## Work instruction
Sift the listing for lines that hold the string "guard" and pull them out.

## Information
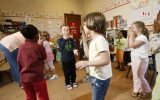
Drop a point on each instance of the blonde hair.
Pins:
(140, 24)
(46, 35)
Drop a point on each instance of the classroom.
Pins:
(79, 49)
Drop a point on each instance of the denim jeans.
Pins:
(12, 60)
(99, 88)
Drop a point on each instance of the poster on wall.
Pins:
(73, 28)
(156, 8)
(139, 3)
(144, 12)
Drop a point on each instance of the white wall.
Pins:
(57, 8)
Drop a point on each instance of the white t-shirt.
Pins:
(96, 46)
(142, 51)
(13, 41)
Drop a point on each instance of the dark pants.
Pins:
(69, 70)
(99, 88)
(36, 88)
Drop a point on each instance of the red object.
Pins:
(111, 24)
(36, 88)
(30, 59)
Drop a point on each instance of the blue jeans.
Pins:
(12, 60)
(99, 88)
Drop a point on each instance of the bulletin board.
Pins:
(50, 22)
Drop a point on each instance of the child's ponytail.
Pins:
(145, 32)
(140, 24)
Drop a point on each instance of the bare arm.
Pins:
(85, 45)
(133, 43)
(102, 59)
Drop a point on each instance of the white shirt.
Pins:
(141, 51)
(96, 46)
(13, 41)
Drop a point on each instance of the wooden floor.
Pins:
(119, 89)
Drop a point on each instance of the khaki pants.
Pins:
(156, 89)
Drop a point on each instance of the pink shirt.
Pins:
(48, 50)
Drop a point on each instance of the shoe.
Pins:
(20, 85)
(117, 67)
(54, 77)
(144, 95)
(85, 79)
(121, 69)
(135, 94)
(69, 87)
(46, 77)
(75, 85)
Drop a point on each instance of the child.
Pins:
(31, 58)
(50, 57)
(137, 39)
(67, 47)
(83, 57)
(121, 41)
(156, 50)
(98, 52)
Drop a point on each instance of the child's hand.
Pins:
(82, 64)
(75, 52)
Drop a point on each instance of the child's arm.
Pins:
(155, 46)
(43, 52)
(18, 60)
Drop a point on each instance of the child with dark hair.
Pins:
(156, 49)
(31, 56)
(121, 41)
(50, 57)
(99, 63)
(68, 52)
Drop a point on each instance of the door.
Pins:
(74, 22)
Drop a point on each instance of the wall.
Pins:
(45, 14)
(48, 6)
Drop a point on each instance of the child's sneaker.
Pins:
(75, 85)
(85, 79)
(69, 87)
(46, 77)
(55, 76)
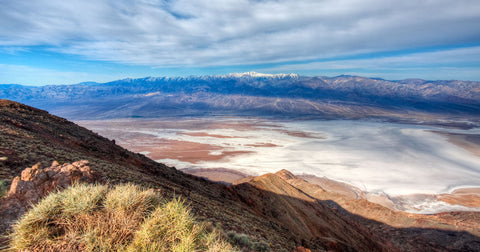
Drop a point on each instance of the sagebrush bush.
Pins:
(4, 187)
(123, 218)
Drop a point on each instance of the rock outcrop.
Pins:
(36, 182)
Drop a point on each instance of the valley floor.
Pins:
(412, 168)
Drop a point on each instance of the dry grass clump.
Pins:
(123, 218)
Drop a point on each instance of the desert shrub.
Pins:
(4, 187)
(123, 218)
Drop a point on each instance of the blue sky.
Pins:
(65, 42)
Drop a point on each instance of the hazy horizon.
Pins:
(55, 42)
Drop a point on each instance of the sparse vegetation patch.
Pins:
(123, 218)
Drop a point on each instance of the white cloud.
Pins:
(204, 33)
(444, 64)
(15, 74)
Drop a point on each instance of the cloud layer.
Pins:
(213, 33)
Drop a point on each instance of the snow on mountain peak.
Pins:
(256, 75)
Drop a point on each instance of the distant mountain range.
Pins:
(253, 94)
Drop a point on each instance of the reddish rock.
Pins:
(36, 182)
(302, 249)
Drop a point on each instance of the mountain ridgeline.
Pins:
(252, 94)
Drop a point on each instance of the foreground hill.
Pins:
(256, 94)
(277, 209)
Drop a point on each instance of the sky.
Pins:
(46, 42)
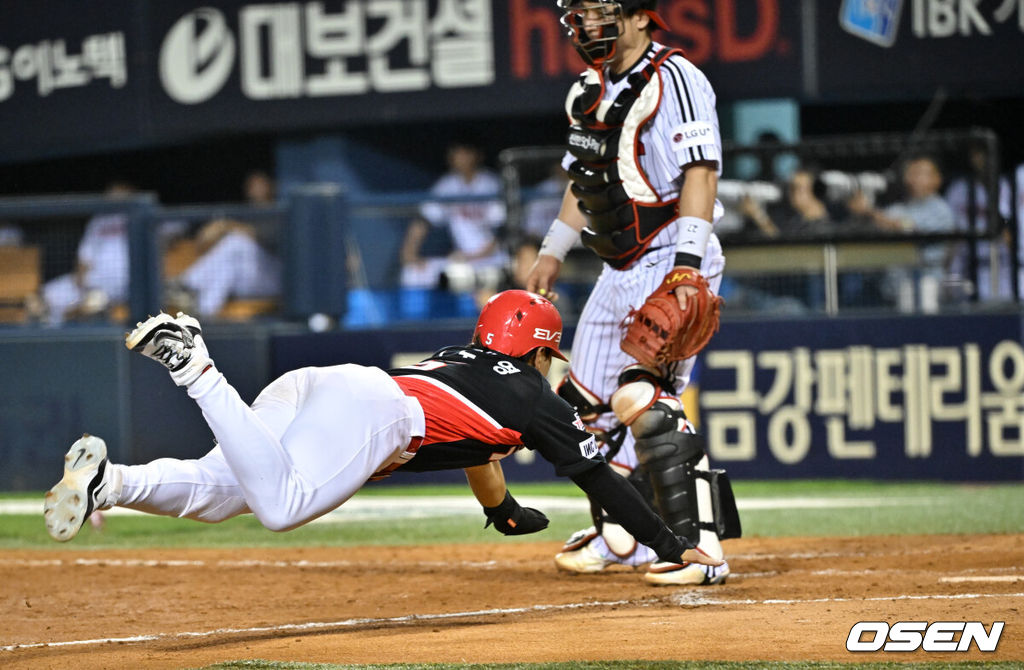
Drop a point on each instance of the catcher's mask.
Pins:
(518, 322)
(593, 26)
---
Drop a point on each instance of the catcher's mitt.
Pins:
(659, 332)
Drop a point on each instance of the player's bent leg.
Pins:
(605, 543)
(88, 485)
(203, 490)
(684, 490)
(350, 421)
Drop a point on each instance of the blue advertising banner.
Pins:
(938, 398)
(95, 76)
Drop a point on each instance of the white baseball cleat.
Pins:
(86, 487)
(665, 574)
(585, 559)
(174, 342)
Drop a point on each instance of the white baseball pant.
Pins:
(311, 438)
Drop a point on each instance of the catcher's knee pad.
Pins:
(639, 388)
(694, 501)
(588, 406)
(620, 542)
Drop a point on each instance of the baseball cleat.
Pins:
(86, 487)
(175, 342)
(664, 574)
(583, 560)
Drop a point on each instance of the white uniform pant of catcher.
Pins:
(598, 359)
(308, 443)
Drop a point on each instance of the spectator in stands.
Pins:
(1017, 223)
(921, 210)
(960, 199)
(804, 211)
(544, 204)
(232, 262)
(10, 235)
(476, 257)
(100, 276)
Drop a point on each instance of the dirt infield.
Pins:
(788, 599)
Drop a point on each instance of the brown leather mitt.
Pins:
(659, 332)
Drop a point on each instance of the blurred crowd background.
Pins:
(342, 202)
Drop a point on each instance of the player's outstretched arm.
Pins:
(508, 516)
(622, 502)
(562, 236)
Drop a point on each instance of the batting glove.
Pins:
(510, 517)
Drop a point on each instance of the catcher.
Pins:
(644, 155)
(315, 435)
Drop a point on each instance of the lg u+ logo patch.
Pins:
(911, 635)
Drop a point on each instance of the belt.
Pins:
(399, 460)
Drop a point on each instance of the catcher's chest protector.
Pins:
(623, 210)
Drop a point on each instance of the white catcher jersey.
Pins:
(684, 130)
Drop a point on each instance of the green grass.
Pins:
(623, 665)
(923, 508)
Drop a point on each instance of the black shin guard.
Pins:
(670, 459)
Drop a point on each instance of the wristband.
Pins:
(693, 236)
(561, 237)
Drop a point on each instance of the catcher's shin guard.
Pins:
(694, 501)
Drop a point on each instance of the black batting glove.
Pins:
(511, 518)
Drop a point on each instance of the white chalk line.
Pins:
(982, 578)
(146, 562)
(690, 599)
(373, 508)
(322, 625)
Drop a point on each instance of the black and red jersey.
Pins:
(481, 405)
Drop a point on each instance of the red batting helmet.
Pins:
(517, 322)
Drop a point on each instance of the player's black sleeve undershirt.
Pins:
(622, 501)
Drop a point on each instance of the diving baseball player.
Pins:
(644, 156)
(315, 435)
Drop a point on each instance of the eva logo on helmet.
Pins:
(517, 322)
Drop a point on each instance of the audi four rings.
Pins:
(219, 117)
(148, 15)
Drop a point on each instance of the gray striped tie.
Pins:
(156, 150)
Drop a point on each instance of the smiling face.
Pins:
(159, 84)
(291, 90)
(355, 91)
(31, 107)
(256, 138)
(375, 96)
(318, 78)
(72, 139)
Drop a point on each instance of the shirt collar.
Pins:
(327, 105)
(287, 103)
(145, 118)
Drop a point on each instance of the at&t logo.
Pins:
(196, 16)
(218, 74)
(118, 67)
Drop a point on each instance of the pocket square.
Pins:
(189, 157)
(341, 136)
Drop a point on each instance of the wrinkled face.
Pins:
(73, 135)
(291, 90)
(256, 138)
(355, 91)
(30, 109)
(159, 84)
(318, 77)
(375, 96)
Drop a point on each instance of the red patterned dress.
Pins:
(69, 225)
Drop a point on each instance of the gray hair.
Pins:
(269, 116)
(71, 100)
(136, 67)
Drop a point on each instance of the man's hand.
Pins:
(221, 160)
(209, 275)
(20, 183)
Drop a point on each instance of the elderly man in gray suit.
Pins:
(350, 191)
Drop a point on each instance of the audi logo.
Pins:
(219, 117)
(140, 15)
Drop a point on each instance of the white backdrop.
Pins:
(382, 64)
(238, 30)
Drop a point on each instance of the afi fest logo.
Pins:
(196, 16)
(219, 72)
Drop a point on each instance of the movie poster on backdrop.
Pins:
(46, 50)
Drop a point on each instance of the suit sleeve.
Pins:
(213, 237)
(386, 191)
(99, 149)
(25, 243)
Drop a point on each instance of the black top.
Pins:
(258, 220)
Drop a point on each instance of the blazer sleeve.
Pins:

## Exercise output
Drop a point on each instance of the black shin guard.
Drop a point on each instance of the catcher's shin guard.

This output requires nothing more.